**WORK INSTRUCTIONS**. Translate this sentence from the passage about Value Plastics into Spanish: "We used coffee cans to fill the hopper, and later used buckets."

**SOURCE PASSAGE**.
Her father, Kent Sampson, an entrepreneur extraordinaire, started Value Plastics in the basement of the family’s Littleton, CO home in 1969 to mold an industrial quick-disconnect fitting after the company he’d worked for abandoned the project.
“I remember this noisy green machine in our basement that had to be filled up with material every so often,” Marcia Sampson, co-owner with her sister Dee, of Eldon James Corp., recalls. “We used coffee cans to fill the hopper, and later used buckets. We’d have to vacuum up the overspill, and I remember being so grateful for vacuum delivery systems when they came along.”
Marcia, her two sisters, and two younger brothers grew up with the sounds of injection molding 24/7, as the business expanded from the basement to the three-car garage, and finally to a standalone facility. The family worked together in the business, picking parts off runners being an ideal job for teenagers. “We never had to look for work outside the home,” says Marcia. “Dad brought the work home to us.”

**STORED DATA**.

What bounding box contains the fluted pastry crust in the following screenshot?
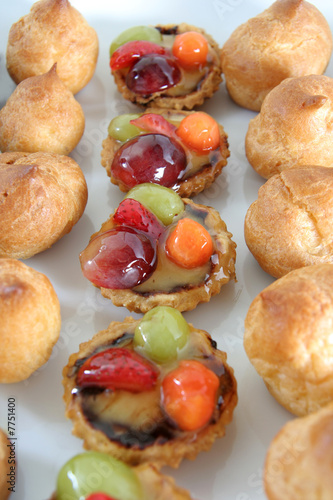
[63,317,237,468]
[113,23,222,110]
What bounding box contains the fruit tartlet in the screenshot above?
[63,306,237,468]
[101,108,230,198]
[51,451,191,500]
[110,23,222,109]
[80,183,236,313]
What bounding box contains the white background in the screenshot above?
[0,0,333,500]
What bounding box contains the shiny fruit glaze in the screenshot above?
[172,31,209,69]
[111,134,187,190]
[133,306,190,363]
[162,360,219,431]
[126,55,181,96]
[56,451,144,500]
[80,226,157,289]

**EXPECTED OUTPUT**. Usábamos latas de café para llenar la tolva, y más tarde usamos cubetas.